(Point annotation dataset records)
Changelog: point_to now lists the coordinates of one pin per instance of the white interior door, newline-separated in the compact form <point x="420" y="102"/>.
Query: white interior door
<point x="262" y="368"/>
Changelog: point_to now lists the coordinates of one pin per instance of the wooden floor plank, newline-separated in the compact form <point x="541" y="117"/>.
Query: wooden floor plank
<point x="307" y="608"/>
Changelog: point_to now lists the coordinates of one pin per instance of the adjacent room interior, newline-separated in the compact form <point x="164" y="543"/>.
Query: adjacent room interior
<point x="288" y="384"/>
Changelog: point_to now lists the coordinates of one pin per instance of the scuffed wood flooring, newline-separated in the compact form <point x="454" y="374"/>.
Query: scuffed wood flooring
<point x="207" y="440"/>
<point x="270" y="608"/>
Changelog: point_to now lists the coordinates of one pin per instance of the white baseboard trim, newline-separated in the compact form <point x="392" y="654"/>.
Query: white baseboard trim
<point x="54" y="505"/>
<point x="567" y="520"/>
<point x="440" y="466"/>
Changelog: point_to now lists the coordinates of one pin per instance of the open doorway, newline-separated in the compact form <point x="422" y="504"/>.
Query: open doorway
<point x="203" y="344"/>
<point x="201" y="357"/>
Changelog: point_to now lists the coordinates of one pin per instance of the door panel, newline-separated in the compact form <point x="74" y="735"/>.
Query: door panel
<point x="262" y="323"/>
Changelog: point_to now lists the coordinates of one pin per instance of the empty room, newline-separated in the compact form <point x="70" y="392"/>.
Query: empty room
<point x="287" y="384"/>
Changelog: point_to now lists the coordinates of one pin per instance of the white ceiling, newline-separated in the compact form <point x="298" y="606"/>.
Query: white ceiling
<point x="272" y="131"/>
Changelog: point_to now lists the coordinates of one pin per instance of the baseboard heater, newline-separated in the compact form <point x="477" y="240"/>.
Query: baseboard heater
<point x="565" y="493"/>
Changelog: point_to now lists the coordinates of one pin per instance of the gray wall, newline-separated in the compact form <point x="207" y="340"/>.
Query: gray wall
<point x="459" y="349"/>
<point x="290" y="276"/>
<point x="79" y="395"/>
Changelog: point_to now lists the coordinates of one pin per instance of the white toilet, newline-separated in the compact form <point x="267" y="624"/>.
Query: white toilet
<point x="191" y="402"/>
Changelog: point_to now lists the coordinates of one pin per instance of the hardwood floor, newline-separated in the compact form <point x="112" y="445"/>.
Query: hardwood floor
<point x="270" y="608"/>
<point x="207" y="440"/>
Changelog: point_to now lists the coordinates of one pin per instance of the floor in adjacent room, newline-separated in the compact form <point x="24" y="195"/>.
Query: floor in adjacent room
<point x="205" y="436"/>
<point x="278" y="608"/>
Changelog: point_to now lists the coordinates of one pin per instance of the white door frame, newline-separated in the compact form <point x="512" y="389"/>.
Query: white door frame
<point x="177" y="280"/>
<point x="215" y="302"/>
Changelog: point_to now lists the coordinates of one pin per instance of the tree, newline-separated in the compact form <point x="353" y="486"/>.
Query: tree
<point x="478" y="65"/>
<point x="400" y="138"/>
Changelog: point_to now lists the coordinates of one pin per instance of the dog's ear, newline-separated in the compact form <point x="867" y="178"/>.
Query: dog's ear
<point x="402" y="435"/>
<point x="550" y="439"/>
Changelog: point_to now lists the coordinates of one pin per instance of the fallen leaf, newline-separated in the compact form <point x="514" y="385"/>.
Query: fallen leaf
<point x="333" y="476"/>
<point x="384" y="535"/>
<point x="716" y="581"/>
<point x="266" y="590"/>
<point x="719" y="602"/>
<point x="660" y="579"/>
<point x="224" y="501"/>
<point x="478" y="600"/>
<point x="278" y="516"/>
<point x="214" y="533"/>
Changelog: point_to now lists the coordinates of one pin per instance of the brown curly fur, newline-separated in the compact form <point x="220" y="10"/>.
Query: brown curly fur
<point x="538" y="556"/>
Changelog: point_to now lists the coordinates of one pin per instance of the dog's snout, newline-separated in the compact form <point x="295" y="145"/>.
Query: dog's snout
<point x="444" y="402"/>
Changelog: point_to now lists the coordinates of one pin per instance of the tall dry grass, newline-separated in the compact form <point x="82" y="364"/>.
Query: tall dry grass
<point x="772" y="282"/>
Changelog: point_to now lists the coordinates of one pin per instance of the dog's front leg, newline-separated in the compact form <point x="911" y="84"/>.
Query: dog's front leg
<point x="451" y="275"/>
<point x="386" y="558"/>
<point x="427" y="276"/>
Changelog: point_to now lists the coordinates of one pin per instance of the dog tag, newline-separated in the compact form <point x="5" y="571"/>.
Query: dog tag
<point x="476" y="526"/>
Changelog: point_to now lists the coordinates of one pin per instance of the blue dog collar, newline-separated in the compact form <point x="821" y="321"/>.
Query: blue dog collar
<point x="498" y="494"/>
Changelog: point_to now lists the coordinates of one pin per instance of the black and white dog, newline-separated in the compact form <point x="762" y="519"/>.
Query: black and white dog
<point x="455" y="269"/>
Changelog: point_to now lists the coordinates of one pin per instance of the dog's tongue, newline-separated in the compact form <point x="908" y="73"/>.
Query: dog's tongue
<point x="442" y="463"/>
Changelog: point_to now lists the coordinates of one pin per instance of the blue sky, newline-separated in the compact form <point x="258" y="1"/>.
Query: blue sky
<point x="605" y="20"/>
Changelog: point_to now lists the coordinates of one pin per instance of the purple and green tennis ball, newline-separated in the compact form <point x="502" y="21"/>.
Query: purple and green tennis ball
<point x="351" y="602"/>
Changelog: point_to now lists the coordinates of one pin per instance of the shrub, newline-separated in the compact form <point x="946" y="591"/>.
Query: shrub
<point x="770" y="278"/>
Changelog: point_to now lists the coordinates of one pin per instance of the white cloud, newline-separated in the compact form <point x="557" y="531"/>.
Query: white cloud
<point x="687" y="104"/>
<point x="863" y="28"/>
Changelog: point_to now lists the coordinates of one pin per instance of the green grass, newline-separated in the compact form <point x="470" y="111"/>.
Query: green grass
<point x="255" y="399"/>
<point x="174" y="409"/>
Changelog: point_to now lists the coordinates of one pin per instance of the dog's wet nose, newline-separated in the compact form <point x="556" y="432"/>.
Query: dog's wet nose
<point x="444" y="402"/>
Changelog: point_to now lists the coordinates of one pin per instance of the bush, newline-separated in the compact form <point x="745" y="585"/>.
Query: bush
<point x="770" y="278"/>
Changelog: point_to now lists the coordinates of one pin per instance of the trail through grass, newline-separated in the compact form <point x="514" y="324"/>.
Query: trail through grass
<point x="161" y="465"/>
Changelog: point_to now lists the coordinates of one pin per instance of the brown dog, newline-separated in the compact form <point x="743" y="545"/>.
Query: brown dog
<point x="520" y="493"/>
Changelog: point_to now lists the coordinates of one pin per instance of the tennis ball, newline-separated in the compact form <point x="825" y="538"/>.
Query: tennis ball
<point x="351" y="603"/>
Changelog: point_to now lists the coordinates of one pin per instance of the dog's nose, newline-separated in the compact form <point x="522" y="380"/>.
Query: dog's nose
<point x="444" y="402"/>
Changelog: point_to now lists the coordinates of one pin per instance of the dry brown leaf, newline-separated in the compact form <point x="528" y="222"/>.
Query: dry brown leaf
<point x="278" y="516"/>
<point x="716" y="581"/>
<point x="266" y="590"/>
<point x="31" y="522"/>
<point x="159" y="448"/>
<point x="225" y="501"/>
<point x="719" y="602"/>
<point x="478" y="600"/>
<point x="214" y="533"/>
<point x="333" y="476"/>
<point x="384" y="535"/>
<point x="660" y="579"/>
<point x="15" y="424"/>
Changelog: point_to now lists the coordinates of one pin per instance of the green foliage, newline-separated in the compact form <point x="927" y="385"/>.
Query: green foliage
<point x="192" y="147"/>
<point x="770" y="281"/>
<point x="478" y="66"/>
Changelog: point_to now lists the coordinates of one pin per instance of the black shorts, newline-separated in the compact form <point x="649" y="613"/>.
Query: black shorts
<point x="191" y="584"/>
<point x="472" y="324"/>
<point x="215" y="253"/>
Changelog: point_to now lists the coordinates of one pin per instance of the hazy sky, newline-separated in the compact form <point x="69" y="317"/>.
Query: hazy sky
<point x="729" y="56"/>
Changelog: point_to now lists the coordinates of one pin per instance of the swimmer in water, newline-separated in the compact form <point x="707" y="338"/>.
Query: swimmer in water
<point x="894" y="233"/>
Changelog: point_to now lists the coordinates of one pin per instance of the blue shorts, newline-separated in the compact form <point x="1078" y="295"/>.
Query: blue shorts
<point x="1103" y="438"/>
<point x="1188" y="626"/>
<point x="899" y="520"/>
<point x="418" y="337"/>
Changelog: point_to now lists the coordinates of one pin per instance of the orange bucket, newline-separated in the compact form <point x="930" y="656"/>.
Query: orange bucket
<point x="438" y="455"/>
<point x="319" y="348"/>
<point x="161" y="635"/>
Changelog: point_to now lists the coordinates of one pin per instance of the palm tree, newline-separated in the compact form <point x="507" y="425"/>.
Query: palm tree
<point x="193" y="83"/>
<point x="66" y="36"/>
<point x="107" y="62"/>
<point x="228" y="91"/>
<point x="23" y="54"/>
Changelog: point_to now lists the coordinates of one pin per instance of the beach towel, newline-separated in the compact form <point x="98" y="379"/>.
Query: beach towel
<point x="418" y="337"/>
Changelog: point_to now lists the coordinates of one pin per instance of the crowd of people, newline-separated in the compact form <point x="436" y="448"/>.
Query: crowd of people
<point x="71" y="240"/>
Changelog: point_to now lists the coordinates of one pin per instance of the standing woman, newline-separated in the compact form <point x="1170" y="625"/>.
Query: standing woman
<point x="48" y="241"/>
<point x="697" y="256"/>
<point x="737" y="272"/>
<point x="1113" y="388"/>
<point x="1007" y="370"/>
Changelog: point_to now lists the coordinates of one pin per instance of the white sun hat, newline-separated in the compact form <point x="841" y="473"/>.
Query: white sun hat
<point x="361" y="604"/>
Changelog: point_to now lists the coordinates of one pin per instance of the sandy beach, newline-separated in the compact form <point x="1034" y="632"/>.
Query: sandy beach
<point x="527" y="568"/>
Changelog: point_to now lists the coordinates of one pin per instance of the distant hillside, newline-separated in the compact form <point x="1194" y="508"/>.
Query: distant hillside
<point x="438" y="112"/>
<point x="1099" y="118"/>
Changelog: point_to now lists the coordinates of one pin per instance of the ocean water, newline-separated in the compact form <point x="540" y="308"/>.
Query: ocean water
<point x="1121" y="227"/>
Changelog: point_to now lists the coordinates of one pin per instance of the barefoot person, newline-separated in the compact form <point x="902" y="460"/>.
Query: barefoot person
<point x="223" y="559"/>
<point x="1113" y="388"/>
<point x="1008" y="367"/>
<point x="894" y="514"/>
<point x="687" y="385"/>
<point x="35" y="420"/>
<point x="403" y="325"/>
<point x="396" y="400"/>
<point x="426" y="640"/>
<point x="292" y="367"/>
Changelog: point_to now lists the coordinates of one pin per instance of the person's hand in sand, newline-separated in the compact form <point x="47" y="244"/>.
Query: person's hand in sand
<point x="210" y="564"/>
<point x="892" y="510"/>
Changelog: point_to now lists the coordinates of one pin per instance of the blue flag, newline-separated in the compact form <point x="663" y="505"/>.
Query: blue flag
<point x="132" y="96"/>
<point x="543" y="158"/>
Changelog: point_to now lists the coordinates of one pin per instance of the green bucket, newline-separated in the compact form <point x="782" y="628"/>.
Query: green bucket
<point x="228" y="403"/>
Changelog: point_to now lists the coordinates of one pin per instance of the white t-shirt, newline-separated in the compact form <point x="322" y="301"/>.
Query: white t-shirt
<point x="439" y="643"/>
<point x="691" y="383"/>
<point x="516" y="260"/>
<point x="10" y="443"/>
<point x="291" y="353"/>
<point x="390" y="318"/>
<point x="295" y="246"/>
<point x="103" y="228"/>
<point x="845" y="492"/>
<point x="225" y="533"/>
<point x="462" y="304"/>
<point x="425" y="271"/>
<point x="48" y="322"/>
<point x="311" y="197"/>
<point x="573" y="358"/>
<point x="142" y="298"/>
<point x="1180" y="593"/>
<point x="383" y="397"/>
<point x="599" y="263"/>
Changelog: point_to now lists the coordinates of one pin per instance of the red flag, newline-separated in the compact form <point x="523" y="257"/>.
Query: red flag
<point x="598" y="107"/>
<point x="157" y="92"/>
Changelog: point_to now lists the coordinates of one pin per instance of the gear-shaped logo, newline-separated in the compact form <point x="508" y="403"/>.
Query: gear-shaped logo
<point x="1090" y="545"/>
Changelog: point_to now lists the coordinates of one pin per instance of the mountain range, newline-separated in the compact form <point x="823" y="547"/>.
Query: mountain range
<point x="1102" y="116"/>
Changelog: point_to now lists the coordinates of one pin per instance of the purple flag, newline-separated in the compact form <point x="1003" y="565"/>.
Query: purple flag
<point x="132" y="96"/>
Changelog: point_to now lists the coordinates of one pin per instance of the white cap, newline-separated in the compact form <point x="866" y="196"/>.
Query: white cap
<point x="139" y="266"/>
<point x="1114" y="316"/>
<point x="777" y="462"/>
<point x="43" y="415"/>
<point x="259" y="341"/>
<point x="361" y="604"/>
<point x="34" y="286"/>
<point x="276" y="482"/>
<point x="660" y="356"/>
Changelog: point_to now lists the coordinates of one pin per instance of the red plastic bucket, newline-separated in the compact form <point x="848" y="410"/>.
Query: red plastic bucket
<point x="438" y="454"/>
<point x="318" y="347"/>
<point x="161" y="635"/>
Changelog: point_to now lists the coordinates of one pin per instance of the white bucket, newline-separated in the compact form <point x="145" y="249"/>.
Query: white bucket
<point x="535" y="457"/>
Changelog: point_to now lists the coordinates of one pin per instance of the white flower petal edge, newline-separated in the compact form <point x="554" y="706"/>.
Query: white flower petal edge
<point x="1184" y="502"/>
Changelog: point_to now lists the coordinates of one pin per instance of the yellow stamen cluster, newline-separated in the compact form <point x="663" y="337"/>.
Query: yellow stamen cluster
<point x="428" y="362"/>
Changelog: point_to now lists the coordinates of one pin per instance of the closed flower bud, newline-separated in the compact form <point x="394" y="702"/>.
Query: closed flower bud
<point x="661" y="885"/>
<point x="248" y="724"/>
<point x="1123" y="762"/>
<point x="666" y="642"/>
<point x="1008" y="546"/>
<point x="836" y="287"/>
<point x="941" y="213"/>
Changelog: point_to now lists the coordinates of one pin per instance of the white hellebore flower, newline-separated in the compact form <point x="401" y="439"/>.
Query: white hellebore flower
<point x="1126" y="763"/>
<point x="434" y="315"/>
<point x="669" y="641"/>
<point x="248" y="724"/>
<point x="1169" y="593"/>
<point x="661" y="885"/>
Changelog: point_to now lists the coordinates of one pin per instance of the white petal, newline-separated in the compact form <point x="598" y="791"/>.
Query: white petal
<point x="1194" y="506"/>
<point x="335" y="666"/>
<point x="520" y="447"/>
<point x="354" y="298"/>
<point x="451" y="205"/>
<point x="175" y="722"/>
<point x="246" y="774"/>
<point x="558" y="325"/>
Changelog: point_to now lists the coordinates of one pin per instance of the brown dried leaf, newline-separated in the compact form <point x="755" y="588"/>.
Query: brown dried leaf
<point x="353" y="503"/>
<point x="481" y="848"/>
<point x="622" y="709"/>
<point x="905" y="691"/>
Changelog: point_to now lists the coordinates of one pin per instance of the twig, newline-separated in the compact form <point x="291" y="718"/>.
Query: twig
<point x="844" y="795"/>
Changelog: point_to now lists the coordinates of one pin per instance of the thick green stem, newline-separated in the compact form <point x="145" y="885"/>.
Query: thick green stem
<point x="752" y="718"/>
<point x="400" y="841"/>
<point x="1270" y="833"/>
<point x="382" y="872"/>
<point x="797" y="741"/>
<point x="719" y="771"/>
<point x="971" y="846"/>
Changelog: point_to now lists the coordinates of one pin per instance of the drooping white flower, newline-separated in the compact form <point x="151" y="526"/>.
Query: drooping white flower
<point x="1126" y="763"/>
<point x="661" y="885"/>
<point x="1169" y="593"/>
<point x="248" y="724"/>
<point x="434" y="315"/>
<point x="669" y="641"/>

Exercise: Make an exact copy of every line from the one with "the twig, newline-separated" to the end of the data, with the first and last of those lines included.

Task solution:
Changelog: point_to now lists the coordinates of one pin per instance of the twig, newline-separated in the compact form <point x="291" y="718"/>.
Query: twig
<point x="844" y="795"/>
Changelog: point_to now lists the coordinates of one pin per instance of the thick green stem, newline-separated in the compact form <point x="145" y="885"/>.
Query: thick green stem
<point x="752" y="718"/>
<point x="400" y="841"/>
<point x="1270" y="833"/>
<point x="382" y="872"/>
<point x="797" y="741"/>
<point x="719" y="771"/>
<point x="971" y="846"/>
Changelog: point_to now lists the coordinates of one pin per instance of the drooping white flower, newline-separated in the compact form <point x="151" y="526"/>.
Query: drooping white flower
<point x="1126" y="763"/>
<point x="661" y="885"/>
<point x="1169" y="593"/>
<point x="248" y="724"/>
<point x="434" y="315"/>
<point x="669" y="641"/>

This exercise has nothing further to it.